**実施タスク**
**A.** 抜粋に掲載されている Science 誌論文の著者名を、表記どおりすべて列挙せよ。
**B.** 抜粋によれば、中尾さんの研究チームがポリオール合成の原料として用いた物質は何か。
**C.** 抜粋の「中尾さんは修士から入学して来」から「があったからこその結果です。」までを一字一句変えずに書き写せ。

金井研では、最先端の触媒化学をライフサイエンスへ応用したサステイナブルな研究を展開されており、その源流は金井先生が独立されて間もない頃のインタビューからも読み取れます (日本人化学者インタビュー 第11回 触媒から生命へー金井求教授)。
今回、中尾さんの研究チームでは石油に含まれる「ブテン」という単純かつ入手容易な原料を用い「ポリオール」と呼ばれる医薬品や天然物によく見られる有用な物質を効率的に合成する方法を開発しました。本研究では、金井研で開発された新触媒を含むさまざまな触媒の組み合わせを活用し、ポリオールのコードを思い通りにプログラムしながら、従来よりも格段に短い工程で、環境にも優しい合成を成功しました。この成果は、持続可能性のある社会を支える分子合成技術として、クリーンで高効率な医薬品供給などへの幅広い応用が期待されます。

本研究結果は非常に高く評価され、科学系論文誌最高峰の一つである Science 誌に掲載され注目を集めています。また、東京大学ほかよりプレスリリースも行われました。

Visible light–driven stereodivergent allylation of cyclic hemiacetals with butene for polypropionate synthesis
Hiroyasu Nakao, Mirja Md Mahamudul Hassan, Yusuke Nakamura, Moe Toyobe, Masahiro Higashi, Harunobu Mitsunuma, Motomu Kanai

Science, 2025, 390, 272-278, DOI: 10.1126/science.adz0686

本研究を統括された、有機合成化学教室 教授の 金井 求 先生より、中尾さんへのコメントを頂戴しております!

中尾さんは修士から入学して来ました。面談したときの第一印象は、がたいが良くスポーティーで爽やかな感じで、理科大の体育会でハンドボール部の部長をやっていてリーグ戦のランクを上げるのに貢献したとのことで、スポーツ要員だなと思って受験してもらった記憶があります。卒業前から当研究室に来て実験を始めて、修士のときは泥の中の宝探しのようなテーマ(結局、宝は無かった)、博士研究も苦労はしましたが、最後に大きな幸運が待っていました。D3 のときは研究チームをリードして、本当に頼りになりました。倒れても何度でも這い上がる中尾さんの実直な努力があったからこその結果です。

(位置特定資料)
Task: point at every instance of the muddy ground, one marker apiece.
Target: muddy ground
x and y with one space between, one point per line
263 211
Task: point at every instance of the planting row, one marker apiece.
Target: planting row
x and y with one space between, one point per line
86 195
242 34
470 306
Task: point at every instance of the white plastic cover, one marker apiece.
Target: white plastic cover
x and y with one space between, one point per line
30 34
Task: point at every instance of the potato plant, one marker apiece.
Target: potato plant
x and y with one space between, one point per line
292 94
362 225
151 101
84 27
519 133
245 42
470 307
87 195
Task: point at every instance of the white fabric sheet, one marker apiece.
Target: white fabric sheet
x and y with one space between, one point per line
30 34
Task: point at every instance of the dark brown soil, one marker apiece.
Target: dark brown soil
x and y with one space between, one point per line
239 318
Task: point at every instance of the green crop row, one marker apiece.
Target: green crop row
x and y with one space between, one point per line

---

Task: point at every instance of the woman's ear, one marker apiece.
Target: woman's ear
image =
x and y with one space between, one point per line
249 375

**タスク別回答**
**A.** Hiroyasu Nakao, Mirja Md Mahamudul Hassan, Yusuke Nakamura, Moe Toyobe, Masahiro Higashi, Harunobu Mitsunuma, Motomu Kanai

**B.** 石油に含まれる「ブテン」である。

**C.**
中尾さんは修士から入学して来ました。面談したときの第一印象は、がたいが良くスポーティーで爽やかな感じで、理科大の体育会でハンドボール部の部長をやっていてリーグ戦のランクを上げるのに貢献したとのことで、スポーツ要員だなと思って受験してもらった記憶があります。卒業前から当研究室に来て実験を始めて、修士のときは泥の中の宝探しのようなテーマ(結局、宝は無かった)、博士研究も苦労はしましたが、最後に大きな幸運が待っていました。D3 のときは研究チームをリードして、本当に頼りになりました。倒れても何度でも這い上がる中尾さんの実直な努力があったからこその結果です。